Tally the lines in the records below that contain the string "cheek", treating case as significant, and give only the number.

**Data for this task**
━━━━

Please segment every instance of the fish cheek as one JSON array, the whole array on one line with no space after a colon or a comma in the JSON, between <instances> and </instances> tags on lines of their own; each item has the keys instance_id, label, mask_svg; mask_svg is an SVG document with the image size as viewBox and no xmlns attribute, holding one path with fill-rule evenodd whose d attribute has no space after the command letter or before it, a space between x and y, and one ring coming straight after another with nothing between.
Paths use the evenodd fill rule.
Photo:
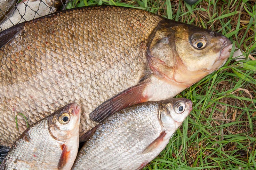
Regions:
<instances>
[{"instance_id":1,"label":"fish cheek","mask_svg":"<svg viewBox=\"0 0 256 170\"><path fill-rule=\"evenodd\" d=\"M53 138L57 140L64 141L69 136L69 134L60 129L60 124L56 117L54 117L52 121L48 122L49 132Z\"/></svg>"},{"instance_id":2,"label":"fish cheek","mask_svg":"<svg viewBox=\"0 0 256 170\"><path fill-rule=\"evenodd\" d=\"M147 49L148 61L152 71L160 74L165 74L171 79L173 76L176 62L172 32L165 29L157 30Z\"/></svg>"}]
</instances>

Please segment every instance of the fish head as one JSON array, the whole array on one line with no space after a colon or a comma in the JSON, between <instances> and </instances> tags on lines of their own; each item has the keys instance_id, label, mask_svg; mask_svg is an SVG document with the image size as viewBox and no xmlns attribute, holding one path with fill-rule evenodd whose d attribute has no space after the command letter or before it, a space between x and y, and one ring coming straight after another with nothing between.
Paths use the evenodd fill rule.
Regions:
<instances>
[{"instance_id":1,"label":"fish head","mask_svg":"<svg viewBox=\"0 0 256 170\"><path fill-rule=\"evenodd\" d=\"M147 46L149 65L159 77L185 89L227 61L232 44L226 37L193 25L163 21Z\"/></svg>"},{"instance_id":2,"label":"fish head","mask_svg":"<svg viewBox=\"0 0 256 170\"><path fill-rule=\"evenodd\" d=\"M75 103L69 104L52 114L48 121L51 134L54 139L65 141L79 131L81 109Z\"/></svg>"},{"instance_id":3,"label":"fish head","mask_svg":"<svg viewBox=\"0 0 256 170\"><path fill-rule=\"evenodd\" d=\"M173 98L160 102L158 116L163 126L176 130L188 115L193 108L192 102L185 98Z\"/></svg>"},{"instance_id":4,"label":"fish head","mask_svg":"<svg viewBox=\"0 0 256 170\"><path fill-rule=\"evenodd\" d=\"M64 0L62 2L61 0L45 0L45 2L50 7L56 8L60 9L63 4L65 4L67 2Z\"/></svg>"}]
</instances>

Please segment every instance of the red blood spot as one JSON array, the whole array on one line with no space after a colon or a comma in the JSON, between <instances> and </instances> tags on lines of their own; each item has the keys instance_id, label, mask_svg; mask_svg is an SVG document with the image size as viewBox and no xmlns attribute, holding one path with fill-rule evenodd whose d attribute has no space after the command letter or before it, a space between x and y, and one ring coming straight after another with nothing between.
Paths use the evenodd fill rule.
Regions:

━━━━

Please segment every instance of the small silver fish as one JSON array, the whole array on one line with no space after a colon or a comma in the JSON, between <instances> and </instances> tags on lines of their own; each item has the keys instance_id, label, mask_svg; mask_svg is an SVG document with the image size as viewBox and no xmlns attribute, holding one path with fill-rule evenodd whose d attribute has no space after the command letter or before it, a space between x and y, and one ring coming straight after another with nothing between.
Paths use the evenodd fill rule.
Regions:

━━━━

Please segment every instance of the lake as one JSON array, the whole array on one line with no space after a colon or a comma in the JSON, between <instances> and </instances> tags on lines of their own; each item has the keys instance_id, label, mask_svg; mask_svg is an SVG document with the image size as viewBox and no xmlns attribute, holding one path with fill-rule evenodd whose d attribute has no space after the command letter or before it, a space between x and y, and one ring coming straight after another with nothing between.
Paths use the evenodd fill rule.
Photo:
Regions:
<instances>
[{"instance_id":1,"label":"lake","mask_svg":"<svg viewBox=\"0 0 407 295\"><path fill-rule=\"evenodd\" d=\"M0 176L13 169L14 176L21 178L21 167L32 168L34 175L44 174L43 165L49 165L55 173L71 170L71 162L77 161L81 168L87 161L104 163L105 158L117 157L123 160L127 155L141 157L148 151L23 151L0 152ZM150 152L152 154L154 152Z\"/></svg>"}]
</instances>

━━━━

**Output of the task**
2